■ **AUFGABE**
Bitte gib anhand der Seite über Schuschenskoje an, in welchem Jahr das Haus der Petrows zum Museum wurde.

■ **SEITE**
——————————
Heute bekommt der Besucher hier auch Einblick in die Ethnografie des Gebietes Krasnojarsk. Über lange Jahre hinweg hatte dieses Museum eine rein politische Bedeutung und war bekannt als Verbannungsort von Lenin in Sibirien. Daher kommen Touristen nicht selten nach Schuschenskoje, um sich nicht nur mit dem Altertum vertraut zu machen, sondern auch mit der Revolutionsgeschichte Russlands. Der junge Lenin lebte während seiner Verbannung in zwei Häusern. In dem eher unscheinbaren Anwesen des
begüterten Bauern Apollon Zyryanov widmete sich der damals noch Unverheiratete seinem Werk „Entwicklung des Kapitalismus in Russland". Später zog Lenin gemeinsam mit Nadjeshda Krupskaya und seiner Mutter in das Haus der Petrows um, das 1930 zum Museum wurde. Die Peter- und Paulskirche, in der Lenin und Krupskaya heirateten, ist leider nicht erhalten.
In Schuschenskoje ist man direkt im 19. Jahrhundert zu Gast und lässt sich in einem der Häuser aus dem „Neudorf" nieder. So heißt der Hotelkomplex des Freilichtmuseums, der im alten Stil gehalten ist – natürlich mit einer Banja. Im Restaurant werden Speisen wie Hirsebrei mit Kürbis oder Bliny serviert, dazu trinkt man Kräutertee. In Schuschenskoje kann der Besucher auch selbst aktiv werden, beim Holzschnitzen, Weben, Malen oder Töpfern – so ist das Souvenir dann aus eigener Hand gefertigt. Unweit des Dorfes findet jedes Jahr Mitte Juli ein internationales Folklorefestival statt, das unter dem Namen „Welt Sibiriens" bekannt ist.
Ethnografisches Museum Transbaikalien: Zufluchtsort der Altgläubigen
Foto: Lori/Legion Media
Burjatische Jurten und ein Dugan, eine buddhistische Kultstätte, ein stufenweise aufgebauter Ambar, Häuser von orthodoxen Altgläubigen und von Ackerbauern – all das und noch viel mehr seltener und sehenswerter Bauten zeigt das Ethnografische Museum Transbaikalien in Ulan-Ude. Es ist eines der größten Freilichtmuseen in Russland.
——————————
■ **BEREITGESTELLTE DATEN**
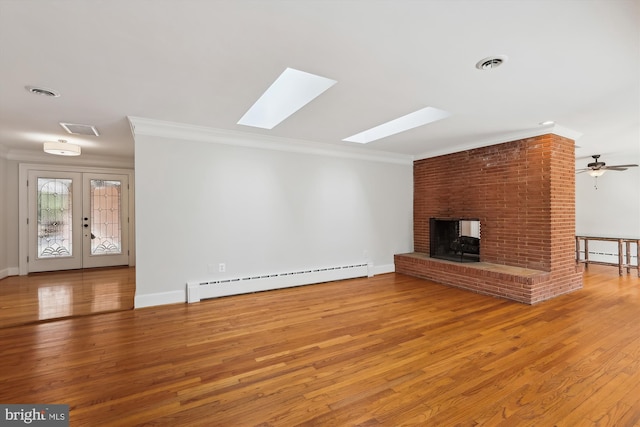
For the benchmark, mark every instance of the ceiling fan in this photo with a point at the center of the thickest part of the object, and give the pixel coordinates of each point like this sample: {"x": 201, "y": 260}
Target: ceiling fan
{"x": 598, "y": 168}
——————————
■ **LÖSUNG**
Das Haus der Petrows wurde 1930 zum Museum.